■ Source excerpt
Charles Kingsley (1819-75)



Poet, novelist, social reformer, and churchman, Kingsley was born in 1819 at Holme in Devon, and was educated at Magdalene College, Cambridge, later becoming professor of modern history at Cambridge, 1860-69.

 Westward Ho! (1855), set in the Elizabethan period, is a novel inspired by an upsurge in patriotism brought by the Crimean War (1853-56). Its hero, Devon seaman Amyas Leigh, wages war against the Armada and the Spanish captain Don Guzman. "Ballad of Earl Haldan's Daughter" is a ballad sung by Rose Salterne, who was caught by Guzman, and shows her violent feeling of love and hate towards an enemy alien. The line "For men must work and women must weep" from Kingsley's most popular ballad "The Three Fishers" has become proverbial. The Water-Babies (1863) was a favourite story with Queen Victoria, who read the fairy tale to her children. It remains still popular with children today, but it shows another aspect of Kingsley, as social reformer, because it is said that the story of Tom, the chimney-sweeper transformed into a water-baby, led to the Chimney Sweeper's Act of 1864. (M. Y.)

■ Provided data

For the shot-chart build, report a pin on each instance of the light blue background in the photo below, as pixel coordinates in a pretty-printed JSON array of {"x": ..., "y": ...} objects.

■ Task objective
Answer from the Charles Kingsley entry:
(a) Where was Kingsley born?
(b) Which war's surge of patriotism inspired Westward Ho!?
(c) What law is the story of Tom the chimney-sweeper said to have led to?
The material plays no part in what comes next.

■ Result for this exercise
(a) Holme in Devon
(b) The Crimean War (1853-56)
(c) The Chimney Sweeper's Act of 1864